> **PROVIDED TEXT**:
********

IP case law Court of Justice

Judgment of 23 Mar 2006, C-206/04 (M), ECLI:EU:C:2006:194.



ORDER OF THE COURT (First Chamber)

12 June 2008 (*)

(Taxation of costs)

In Case C-206/04 P-DEP,

APPLICATION for taxation of recoverable costs on the basis of Article 74 of the Rules of Procedure, brought on 30 January 2008,

Zirh International Corp., established in New York (United States of America), represented by L. Kouker, Rechtsanwalt,

applicant,

v

Mülhens GmbH & Co. KG, established in Cologne (Germany), represented by T. Schulte-Beckhausen, Rechtsanwalt,

defendant,

THE COURT (First Chamber),

composed of P. Jann, President of the Chamber, J.N. Cunha Rodrigues and M. Ileši? (Rapporteur), Judges,

Advocate General: D. Ruiz-Jarabo Colomer,

Registrar: R. Grass,

after hearing the Advocate General,

makes the following

Order

1        The subject-matter of this action is the taxation of the costs incurred by Zirh International Corp. (‘Zirh’) in the appeal in Case C-206/04 P.

********

> **INFORMATION**:
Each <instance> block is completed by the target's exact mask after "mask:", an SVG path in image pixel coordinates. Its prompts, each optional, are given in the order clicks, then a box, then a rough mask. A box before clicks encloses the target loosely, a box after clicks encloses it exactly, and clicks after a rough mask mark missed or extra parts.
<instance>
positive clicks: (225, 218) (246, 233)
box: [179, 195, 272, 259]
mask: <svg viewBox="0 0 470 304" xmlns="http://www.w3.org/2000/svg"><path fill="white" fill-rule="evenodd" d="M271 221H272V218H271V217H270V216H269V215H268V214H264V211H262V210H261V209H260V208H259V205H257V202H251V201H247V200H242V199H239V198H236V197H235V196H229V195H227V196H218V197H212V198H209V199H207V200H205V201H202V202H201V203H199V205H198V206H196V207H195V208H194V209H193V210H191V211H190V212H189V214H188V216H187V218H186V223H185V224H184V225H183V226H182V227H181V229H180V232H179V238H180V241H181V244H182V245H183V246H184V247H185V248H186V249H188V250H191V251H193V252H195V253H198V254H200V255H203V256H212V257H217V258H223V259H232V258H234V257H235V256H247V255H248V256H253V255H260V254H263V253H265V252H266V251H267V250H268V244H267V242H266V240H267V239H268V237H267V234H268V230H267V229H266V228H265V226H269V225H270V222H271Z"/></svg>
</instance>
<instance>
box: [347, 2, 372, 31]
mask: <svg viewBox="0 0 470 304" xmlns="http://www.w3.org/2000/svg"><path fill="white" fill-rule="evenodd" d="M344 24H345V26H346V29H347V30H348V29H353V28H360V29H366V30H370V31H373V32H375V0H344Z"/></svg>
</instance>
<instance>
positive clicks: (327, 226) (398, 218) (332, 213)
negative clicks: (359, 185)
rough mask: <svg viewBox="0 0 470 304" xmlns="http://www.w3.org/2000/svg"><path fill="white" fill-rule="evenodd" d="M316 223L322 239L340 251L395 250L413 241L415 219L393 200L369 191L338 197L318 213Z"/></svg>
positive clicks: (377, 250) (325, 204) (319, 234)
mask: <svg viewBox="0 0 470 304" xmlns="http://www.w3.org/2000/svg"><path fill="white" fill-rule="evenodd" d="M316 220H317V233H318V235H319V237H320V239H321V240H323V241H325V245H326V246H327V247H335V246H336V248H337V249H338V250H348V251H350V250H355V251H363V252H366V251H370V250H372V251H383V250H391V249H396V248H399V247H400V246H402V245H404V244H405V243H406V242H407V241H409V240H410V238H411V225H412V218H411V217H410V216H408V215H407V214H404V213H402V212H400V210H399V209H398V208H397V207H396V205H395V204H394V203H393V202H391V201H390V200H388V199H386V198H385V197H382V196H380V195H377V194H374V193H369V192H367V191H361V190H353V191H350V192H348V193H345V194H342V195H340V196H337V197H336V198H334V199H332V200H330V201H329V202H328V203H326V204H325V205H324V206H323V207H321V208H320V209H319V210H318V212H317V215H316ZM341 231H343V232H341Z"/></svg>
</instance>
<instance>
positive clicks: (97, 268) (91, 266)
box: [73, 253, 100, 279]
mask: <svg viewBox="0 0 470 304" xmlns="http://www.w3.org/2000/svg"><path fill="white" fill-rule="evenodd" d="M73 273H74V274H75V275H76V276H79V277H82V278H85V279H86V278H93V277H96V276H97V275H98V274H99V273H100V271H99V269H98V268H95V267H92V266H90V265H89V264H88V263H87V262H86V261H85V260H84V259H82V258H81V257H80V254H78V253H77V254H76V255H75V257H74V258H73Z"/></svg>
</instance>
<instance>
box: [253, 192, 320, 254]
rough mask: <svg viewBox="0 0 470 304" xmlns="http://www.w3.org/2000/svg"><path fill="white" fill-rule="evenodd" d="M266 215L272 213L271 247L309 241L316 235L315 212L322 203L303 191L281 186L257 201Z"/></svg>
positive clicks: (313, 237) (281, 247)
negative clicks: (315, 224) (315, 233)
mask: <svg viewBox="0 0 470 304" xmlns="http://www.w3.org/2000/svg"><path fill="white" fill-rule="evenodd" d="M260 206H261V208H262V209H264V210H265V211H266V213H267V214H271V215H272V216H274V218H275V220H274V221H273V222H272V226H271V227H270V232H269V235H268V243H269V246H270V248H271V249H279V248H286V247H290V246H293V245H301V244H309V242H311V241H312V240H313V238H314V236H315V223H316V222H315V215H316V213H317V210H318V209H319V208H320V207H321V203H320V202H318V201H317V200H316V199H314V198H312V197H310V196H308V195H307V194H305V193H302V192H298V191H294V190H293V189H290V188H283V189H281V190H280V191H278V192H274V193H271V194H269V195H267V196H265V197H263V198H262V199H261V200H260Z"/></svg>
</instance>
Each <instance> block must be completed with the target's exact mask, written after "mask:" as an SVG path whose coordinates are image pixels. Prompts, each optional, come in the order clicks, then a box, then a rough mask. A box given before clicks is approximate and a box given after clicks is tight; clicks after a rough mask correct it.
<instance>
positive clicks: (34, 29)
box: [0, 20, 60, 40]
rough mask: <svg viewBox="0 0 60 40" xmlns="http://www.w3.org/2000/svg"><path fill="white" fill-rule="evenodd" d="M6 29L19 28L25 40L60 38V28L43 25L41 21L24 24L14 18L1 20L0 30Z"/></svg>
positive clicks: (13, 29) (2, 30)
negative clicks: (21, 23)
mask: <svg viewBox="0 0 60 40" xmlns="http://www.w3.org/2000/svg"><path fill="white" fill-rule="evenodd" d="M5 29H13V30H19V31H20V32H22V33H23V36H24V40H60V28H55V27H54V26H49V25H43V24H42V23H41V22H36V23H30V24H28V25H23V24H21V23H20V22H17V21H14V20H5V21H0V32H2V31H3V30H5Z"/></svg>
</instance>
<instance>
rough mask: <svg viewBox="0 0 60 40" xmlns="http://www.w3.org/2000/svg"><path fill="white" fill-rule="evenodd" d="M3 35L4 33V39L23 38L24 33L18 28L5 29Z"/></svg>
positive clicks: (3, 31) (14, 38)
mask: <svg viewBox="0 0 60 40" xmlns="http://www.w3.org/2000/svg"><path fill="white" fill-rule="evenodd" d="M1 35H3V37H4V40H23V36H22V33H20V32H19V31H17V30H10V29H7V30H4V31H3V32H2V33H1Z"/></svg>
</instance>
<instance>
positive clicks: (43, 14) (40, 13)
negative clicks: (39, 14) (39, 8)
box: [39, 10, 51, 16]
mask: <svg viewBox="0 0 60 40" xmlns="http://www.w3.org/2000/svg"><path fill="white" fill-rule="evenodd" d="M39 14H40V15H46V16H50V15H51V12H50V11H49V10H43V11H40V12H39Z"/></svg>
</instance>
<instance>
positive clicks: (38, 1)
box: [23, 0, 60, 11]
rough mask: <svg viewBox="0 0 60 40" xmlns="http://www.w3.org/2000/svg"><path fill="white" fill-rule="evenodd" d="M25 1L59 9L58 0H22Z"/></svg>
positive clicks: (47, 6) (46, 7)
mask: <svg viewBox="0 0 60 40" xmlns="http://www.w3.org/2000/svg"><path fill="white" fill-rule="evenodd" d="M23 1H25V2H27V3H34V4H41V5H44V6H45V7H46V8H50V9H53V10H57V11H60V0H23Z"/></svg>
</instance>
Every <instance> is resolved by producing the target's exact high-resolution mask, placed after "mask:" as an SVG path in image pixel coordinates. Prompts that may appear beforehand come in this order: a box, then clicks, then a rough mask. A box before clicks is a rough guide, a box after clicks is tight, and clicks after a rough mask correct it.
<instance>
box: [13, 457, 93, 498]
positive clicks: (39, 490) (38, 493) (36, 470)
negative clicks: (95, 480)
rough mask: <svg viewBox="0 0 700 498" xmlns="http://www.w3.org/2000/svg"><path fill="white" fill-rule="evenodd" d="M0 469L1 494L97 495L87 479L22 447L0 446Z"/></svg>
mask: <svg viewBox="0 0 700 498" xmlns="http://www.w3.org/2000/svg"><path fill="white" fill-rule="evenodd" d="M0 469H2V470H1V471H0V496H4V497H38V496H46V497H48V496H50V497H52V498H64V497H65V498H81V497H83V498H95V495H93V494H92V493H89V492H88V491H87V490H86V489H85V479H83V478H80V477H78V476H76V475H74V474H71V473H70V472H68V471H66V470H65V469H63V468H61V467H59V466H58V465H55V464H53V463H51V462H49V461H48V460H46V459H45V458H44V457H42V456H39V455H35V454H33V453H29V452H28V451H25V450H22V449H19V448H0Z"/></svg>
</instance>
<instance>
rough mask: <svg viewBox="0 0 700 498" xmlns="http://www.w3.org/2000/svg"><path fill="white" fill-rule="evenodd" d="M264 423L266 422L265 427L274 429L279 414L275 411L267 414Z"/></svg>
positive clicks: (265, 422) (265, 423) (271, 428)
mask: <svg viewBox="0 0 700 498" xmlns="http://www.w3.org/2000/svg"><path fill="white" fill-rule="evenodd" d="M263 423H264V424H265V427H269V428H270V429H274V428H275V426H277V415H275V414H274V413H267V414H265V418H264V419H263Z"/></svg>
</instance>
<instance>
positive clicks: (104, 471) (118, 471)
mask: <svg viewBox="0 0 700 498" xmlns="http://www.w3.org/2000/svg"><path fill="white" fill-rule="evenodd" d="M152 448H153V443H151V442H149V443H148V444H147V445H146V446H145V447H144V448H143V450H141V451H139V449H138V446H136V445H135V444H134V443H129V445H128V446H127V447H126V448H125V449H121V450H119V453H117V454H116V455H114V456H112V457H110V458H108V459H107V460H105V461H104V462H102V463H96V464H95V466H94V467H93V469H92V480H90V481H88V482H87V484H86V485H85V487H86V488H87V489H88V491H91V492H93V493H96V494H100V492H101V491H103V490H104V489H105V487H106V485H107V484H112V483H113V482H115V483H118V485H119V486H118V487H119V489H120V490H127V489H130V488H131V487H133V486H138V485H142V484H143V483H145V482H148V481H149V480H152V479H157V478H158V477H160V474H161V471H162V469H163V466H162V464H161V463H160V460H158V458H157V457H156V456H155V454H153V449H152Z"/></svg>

********

> **WORK TO COMPLETE**:
Repeat the part of the court order that starts with "1        The subject-matter of" and goes on through "Case C-206/04 P.", switching "appeal" to "proceedings".

> **EXERCISE ANSWER**:
1        The subject-matter of this action is the taxation of the costs incurred by Zirh International Corp. (‘Zirh’) in the proceedings in Case C-206/04 P.